# YOUR GOAL:
Copy out the listing below, switching every "Annotate" to "Mark" and leaving everything else unchanged.
• • • • •
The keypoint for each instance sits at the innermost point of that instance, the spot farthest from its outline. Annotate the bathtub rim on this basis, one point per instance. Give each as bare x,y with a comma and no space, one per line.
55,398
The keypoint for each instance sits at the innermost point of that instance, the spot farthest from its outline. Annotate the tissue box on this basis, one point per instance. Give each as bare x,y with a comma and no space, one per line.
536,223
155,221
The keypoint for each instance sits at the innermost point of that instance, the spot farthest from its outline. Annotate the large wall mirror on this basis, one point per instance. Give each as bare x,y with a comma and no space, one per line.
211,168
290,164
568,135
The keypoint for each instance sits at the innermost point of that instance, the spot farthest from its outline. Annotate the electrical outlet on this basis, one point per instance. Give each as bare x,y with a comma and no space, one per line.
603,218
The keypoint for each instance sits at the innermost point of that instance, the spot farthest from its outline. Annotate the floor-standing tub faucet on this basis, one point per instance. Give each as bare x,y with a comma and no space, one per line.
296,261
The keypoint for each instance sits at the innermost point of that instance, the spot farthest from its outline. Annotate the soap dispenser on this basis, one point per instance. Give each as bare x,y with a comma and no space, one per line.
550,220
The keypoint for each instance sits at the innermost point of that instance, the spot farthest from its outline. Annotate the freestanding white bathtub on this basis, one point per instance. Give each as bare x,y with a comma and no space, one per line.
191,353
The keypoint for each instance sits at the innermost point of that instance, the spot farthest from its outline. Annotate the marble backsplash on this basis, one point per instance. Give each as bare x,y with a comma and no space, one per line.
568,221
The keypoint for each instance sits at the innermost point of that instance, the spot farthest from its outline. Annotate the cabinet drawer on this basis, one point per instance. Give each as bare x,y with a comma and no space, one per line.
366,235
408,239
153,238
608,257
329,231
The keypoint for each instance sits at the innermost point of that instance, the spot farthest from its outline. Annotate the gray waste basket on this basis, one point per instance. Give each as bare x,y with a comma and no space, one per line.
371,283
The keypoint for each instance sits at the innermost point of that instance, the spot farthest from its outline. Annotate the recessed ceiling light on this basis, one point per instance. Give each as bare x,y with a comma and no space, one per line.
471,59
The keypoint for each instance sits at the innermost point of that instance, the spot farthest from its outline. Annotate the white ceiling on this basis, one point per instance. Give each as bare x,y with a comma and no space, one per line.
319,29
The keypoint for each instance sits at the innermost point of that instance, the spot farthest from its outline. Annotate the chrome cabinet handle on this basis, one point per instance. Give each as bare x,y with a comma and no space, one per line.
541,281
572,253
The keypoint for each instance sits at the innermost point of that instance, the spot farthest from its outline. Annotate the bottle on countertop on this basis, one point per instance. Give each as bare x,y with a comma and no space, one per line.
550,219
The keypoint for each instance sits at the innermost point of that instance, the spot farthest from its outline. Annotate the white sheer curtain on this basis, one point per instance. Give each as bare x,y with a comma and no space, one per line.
• • • • •
# TASK SOLUTION:
The keypoint for each instance sits at the innermost point of that instance, the spot farthest from its outline. Mark the bathtub rim on this basis, one point per instance. Give each as bare x,y with a comma and no space, one per line.
55,398
The keypoint for each instance sits at the innermost point of that instance, the spot farthest from its outline. Mark the tissue box on this basis, one point per instance. Give each as bare x,y with a comma and no space, one per line.
536,223
155,221
The keypoint for each instance sits at the innermost point of that instance, the spot farthest from its outline. Mark the large wall mirror on this basis, one point per instance. Give each as bare x,y with a comma and no space, one per line.
211,168
290,164
568,135
The keypoint for each instance sits at the innermost point of that instance, the spot farthest from its outline. Mark the electrical outlet on this basis, one point per instance. Give each as bare x,y with a comma and no space, one per line.
603,218
The keypoint for each instance sits at the innermost point of that instance, the spot farthest from its outline. Mark the floor-standing tub faucet on this basis, one point per instance. Give each as bare x,y with a comma and no space, one per line.
296,261
The keypoint for each instance sits at the innermost point of that instance, the spot farthest from its outline. Mark the soap dispenser on this basis, one point per instance. Give each as bare x,y with a comma and no space, one per line.
550,220
The keypoint for each instance sits at the innermost point of that instance, the spot farthest from its outline. Mark the freestanding white bathtub on this basis, one point per instance. Give each as bare x,y with a comma and no space, one per line.
191,353
The keypoint for each instance sits at the innermost point of that instance, the spot farthest from its outline. Mark the marble backsplash on this basis, one point per instance. Give each as bare x,y with a comma and no space, one per line.
568,221
The keypoint for each instance sits at the innermost point of that instance, the spot farthest from its outline. Mark the cabinet drawer on this basis, one point per instance. Give each as bare x,y with a comma and no space, one per line.
366,235
408,239
153,238
608,257
329,231
The keypoint for each instance sits at the innermost point of that instance, the spot farthest from its outline. Mark the gray waste basket on this basis, one point per instance. Give each as bare x,y with a comma and no space, one per line.
371,283
The keypoint for each instance sits at the innermost point of that instance, the spot farthest from its outline. Mark the recessed ceiling light on this basis, one point per instance. Give each as bare x,y with a comma and no space, one per line.
471,59
The keypoint for each instance sits at the innermost point of that instance, the spot farthest from its outline. Mark the white ceiling on this basis, one point per instance. Give each as bare x,y with a comma and no space, one per line.
319,29
The keypoint for each instance sits at the innermost point of that instance, the spot farthest from its outline. Mark the chrome cabinet handle on this basis, one point per instance. Give each as bare x,y with a comma and no space, one per line.
541,281
572,253
The keypoint for each instance sits at the innermost point of that instance, the spot farthest from its outline. Mark the bottle on countertop on this basis, one point per instance. Give each as bare x,y with a comma and no space, one per line.
550,219
The keypoint for each instance sits at the innermost point of that instance, the spot farthest from its outline. Mark the white sheer curtain on this basis, one point per instance. Give each as bare x,y with a comma and no space, one per line.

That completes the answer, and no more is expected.